→ EXERCISE DATA:
━━━━━━━━━━━━━━━━━━━━━━━━━━━━━━

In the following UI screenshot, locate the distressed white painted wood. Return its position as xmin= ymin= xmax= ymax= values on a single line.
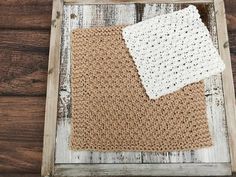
xmin=142 ymin=4 xmax=230 ymax=163
xmin=54 ymin=163 xmax=231 ymax=176
xmin=214 ymin=0 xmax=236 ymax=171
xmin=55 ymin=4 xmax=142 ymax=163
xmin=64 ymin=0 xmax=214 ymax=5
xmin=55 ymin=2 xmax=230 ymax=167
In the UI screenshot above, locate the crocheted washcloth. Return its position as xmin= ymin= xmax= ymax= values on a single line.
xmin=122 ymin=5 xmax=225 ymax=99
xmin=70 ymin=26 xmax=212 ymax=152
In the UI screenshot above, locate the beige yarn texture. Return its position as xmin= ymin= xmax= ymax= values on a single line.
xmin=70 ymin=26 xmax=212 ymax=152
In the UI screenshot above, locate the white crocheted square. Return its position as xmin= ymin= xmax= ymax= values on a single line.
xmin=122 ymin=5 xmax=225 ymax=99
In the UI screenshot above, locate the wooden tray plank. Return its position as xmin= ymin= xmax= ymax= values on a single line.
xmin=0 ymin=5 xmax=52 ymax=29
xmin=55 ymin=4 xmax=142 ymax=164
xmin=54 ymin=163 xmax=231 ymax=176
xmin=214 ymin=0 xmax=236 ymax=171
xmin=0 ymin=30 xmax=49 ymax=96
xmin=41 ymin=0 xmax=63 ymax=175
xmin=56 ymin=3 xmax=230 ymax=165
xmin=0 ymin=96 xmax=44 ymax=174
xmin=64 ymin=0 xmax=214 ymax=5
xmin=142 ymin=4 xmax=230 ymax=163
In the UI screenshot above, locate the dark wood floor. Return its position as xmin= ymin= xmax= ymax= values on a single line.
xmin=0 ymin=0 xmax=235 ymax=176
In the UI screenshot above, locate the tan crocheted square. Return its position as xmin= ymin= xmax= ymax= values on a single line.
xmin=70 ymin=26 xmax=212 ymax=152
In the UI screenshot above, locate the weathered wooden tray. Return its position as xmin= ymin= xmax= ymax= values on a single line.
xmin=41 ymin=0 xmax=236 ymax=176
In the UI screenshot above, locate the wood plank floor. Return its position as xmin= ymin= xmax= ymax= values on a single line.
xmin=0 ymin=0 xmax=235 ymax=176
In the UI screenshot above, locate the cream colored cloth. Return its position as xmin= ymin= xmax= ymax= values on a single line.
xmin=122 ymin=5 xmax=225 ymax=99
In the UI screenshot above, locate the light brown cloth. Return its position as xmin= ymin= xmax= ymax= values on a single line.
xmin=70 ymin=26 xmax=212 ymax=152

━━━━━━━━━━━━━━━━━━━━━━━━━━━━━━

→ EXERCISE GOAL: Your copy of the listing should match it exactly, apart from the pictures, which are left out.

→ YOUR SOLUTION:
In the following UI screenshot, locate the distressed white painted wood. Return its position as xmin= ymin= xmax= ymax= values on a single line.
xmin=142 ymin=4 xmax=230 ymax=163
xmin=54 ymin=163 xmax=231 ymax=176
xmin=214 ymin=0 xmax=236 ymax=171
xmin=55 ymin=4 xmax=142 ymax=163
xmin=64 ymin=0 xmax=214 ymax=5
xmin=55 ymin=2 xmax=230 ymax=167
In the UI screenshot above, locate the crocheted washcloth. Return its position as xmin= ymin= xmax= ymax= values on a single line.
xmin=122 ymin=5 xmax=225 ymax=99
xmin=70 ymin=26 xmax=212 ymax=152
In the UI screenshot above, locate the beige yarn texture. Return its position as xmin= ymin= xmax= ymax= values on a single line.
xmin=70 ymin=26 xmax=212 ymax=152
In the UI screenshot above, locate the white crocheted square. Return its position as xmin= ymin= xmax= ymax= values on a single line.
xmin=122 ymin=5 xmax=225 ymax=99
In the UI screenshot above, locate the wooden tray plank. Return its position as xmin= ymin= xmax= ymax= values on a single line.
xmin=0 ymin=5 xmax=52 ymax=29
xmin=55 ymin=4 xmax=142 ymax=164
xmin=54 ymin=163 xmax=231 ymax=176
xmin=214 ymin=0 xmax=236 ymax=171
xmin=0 ymin=30 xmax=49 ymax=96
xmin=41 ymin=0 xmax=63 ymax=175
xmin=56 ymin=3 xmax=230 ymax=165
xmin=0 ymin=96 xmax=44 ymax=174
xmin=64 ymin=0 xmax=214 ymax=5
xmin=142 ymin=4 xmax=230 ymax=163
In the UI screenshot above, locate the dark wood floor. Return its position as xmin= ymin= xmax= ymax= values on a single line.
xmin=0 ymin=0 xmax=235 ymax=176
In the UI screenshot above, locate the tan crocheted square. Return its position as xmin= ymin= xmax= ymax= values on a single line.
xmin=70 ymin=26 xmax=212 ymax=152
In the UI screenshot above, locate the weathered wooden tray. Return its position as xmin= ymin= xmax= ymax= values on a single line.
xmin=41 ymin=0 xmax=236 ymax=176
In the UI screenshot above, locate the wood plank floor. Return its position as xmin= ymin= xmax= ymax= values on a single line.
xmin=0 ymin=0 xmax=235 ymax=176
In the UI screenshot above, locate the cream colored cloth. Return its position as xmin= ymin= xmax= ymax= values on a single line.
xmin=122 ymin=5 xmax=225 ymax=99
In the UI screenshot above, locate the light brown cloth. Return its position as xmin= ymin= xmax= ymax= values on a single line.
xmin=70 ymin=26 xmax=212 ymax=152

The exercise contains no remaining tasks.